Exercise aim: Read the lines of the data below and retrieve those with "dark".

Supplied entries:
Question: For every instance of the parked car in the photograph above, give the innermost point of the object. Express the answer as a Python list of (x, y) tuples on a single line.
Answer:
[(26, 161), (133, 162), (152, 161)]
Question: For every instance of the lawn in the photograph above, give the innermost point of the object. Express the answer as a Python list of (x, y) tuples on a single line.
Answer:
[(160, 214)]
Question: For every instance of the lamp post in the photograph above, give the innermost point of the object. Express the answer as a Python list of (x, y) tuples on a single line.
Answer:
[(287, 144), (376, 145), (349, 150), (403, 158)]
* * *
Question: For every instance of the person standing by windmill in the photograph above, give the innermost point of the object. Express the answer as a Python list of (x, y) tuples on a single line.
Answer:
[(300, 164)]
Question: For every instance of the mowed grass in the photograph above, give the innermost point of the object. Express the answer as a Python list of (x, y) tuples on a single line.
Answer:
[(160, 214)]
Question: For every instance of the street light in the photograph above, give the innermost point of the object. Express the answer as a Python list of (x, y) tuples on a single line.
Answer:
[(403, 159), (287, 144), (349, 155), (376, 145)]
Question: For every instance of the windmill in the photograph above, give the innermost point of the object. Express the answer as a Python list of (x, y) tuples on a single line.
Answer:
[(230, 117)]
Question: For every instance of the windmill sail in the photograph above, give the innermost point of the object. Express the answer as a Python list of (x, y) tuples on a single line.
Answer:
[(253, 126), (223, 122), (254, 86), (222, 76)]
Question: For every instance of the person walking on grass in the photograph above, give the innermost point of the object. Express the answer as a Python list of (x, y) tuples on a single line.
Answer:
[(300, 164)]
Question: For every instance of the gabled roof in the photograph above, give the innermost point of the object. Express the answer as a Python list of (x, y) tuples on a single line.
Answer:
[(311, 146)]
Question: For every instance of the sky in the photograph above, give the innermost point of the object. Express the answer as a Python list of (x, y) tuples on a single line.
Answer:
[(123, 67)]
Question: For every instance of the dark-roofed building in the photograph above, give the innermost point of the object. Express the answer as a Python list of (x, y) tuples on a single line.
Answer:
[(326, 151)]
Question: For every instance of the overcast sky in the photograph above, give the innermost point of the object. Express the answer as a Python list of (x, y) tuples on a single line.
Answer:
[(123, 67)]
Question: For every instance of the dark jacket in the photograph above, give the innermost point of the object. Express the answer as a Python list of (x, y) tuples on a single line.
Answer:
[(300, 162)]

Exercise solution:
Question: For every instance of the dark-roofed building in the photograph above, give the innermost point of the object. Express the answer as a Python list of (x, y) tuples on a single line.
Question: For every instance of the dark jacket in the photograph above, give the innermost point of the object. Express the answer as a Python list of (x, y) tuples on a single line.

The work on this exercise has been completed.